▸ **Data excerpts**
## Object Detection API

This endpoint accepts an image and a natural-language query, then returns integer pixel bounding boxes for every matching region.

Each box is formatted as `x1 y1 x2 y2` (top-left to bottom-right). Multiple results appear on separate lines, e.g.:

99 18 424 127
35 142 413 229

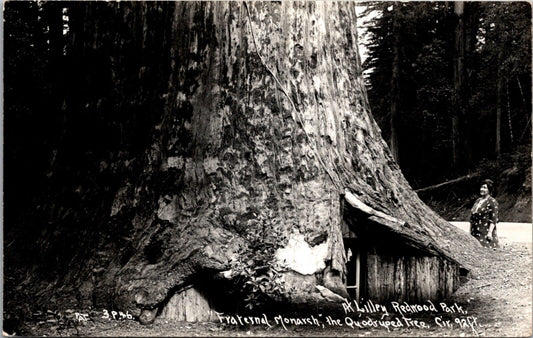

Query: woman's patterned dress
470 196 498 248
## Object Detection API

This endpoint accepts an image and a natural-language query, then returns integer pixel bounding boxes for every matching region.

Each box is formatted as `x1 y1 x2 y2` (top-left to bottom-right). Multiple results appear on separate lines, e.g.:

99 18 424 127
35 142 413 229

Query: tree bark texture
4 1 480 315
389 3 400 164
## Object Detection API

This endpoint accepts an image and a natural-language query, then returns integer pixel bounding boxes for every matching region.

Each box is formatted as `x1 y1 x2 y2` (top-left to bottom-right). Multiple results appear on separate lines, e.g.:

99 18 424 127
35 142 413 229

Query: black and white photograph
4 0 533 337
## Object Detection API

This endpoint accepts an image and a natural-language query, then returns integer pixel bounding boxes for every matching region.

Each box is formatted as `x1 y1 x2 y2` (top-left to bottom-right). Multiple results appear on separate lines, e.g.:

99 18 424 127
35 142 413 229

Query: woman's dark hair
481 179 494 194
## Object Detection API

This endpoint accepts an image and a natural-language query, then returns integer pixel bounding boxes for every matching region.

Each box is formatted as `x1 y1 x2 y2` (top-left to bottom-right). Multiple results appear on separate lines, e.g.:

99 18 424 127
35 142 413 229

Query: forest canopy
360 1 531 188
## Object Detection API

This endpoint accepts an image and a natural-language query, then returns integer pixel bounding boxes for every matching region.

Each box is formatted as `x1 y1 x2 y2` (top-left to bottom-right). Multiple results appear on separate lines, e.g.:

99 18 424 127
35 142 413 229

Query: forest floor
14 238 532 337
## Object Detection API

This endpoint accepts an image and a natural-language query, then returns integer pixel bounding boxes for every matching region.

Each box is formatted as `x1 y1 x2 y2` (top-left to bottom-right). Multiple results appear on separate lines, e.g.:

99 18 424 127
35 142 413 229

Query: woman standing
470 180 498 248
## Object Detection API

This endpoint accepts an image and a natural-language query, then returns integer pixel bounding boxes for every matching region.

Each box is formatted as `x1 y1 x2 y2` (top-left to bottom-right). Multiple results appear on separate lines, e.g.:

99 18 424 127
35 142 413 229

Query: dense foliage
362 2 531 188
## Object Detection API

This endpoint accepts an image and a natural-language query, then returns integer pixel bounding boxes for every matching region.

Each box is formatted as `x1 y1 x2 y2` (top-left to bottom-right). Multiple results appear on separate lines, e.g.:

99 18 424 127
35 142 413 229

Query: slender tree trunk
452 1 465 169
494 71 503 160
389 2 401 164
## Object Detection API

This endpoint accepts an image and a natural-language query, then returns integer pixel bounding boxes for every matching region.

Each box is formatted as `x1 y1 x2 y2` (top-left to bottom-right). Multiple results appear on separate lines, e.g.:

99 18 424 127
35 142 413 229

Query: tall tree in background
389 3 401 164
363 2 531 187
452 1 465 172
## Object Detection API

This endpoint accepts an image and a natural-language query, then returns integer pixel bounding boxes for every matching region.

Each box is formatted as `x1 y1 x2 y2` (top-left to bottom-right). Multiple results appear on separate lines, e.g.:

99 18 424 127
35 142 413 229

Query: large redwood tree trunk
6 2 479 321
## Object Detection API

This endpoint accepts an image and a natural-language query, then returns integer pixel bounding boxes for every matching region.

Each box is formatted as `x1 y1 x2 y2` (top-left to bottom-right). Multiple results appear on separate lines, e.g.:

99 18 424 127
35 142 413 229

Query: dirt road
14 236 532 337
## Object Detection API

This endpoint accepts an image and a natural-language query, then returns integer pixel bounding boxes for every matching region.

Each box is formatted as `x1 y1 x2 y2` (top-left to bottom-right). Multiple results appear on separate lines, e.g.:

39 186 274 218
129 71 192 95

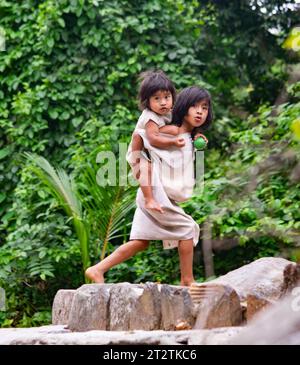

▸ **Task**
Pull out every line above that contains the string "woman". Case counts, so match capital and small letters exactly.

▸ **Task response**
Query: woman's patterned dress
Query: woman's dark hair
Query: woman standing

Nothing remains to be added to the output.